Photo object pointing records
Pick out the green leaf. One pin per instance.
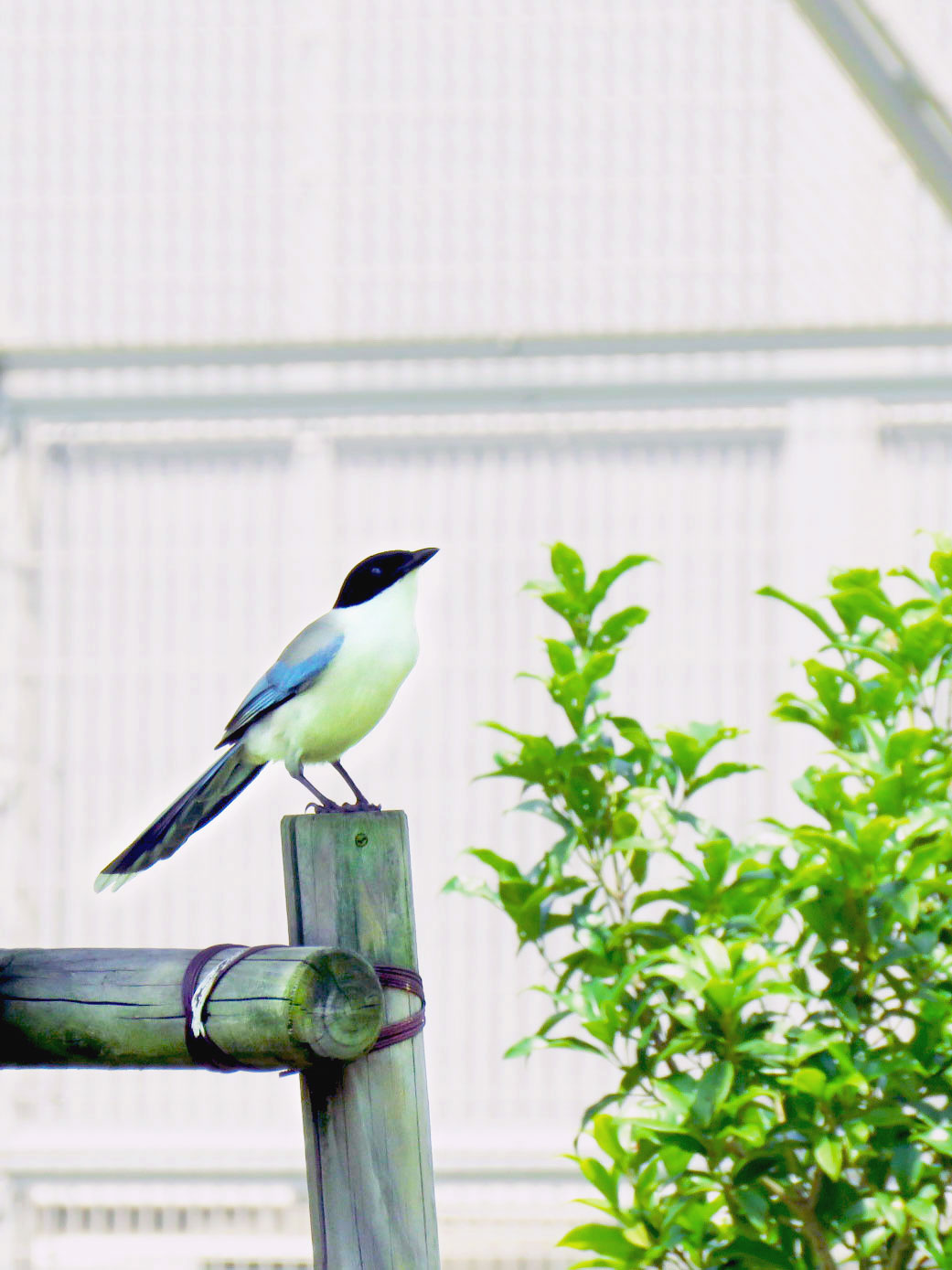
(755, 1253)
(568, 568)
(619, 626)
(720, 773)
(561, 656)
(608, 577)
(504, 868)
(593, 1237)
(925, 640)
(713, 1089)
(829, 1155)
(811, 614)
(941, 565)
(595, 1172)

OBJECTIVE: Locate each line in the items above that contains the word "instance", and copy those lines out.

WRITTEN SOLUTION:
Pick out the green leaf. One pin per instance.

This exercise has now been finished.